### WHAT NEEDS TO BE DONE
The required response is the number of lines in the entries that include the word "spatula", with nothing added.

━━━━━━

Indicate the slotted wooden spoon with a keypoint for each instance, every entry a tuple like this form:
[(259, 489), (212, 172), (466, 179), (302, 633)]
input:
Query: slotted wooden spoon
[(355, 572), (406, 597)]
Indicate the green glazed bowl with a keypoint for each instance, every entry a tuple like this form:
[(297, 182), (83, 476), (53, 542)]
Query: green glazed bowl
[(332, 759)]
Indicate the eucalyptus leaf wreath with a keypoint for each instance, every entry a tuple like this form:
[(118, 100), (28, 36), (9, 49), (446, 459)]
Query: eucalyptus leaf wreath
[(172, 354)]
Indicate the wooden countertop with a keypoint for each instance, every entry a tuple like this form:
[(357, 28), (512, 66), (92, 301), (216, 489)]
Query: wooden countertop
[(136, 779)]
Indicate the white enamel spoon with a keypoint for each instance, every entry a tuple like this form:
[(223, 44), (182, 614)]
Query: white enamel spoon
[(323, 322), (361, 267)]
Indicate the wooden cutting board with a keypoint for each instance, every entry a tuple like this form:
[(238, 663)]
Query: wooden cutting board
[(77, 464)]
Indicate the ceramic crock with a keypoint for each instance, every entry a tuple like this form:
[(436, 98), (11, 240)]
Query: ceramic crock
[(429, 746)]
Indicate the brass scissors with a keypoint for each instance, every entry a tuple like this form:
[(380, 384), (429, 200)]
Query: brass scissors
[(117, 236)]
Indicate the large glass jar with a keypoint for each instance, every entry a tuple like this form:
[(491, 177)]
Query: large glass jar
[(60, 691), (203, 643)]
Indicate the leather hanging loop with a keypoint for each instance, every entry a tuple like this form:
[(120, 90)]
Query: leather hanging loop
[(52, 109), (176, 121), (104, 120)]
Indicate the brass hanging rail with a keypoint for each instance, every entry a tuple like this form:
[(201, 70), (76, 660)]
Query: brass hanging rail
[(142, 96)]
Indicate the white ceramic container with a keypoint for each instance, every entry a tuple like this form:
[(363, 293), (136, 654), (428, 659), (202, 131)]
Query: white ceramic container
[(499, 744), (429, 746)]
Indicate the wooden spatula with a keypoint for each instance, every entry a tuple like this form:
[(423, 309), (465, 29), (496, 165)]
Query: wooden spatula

━━━━━━

### OUTPUT
2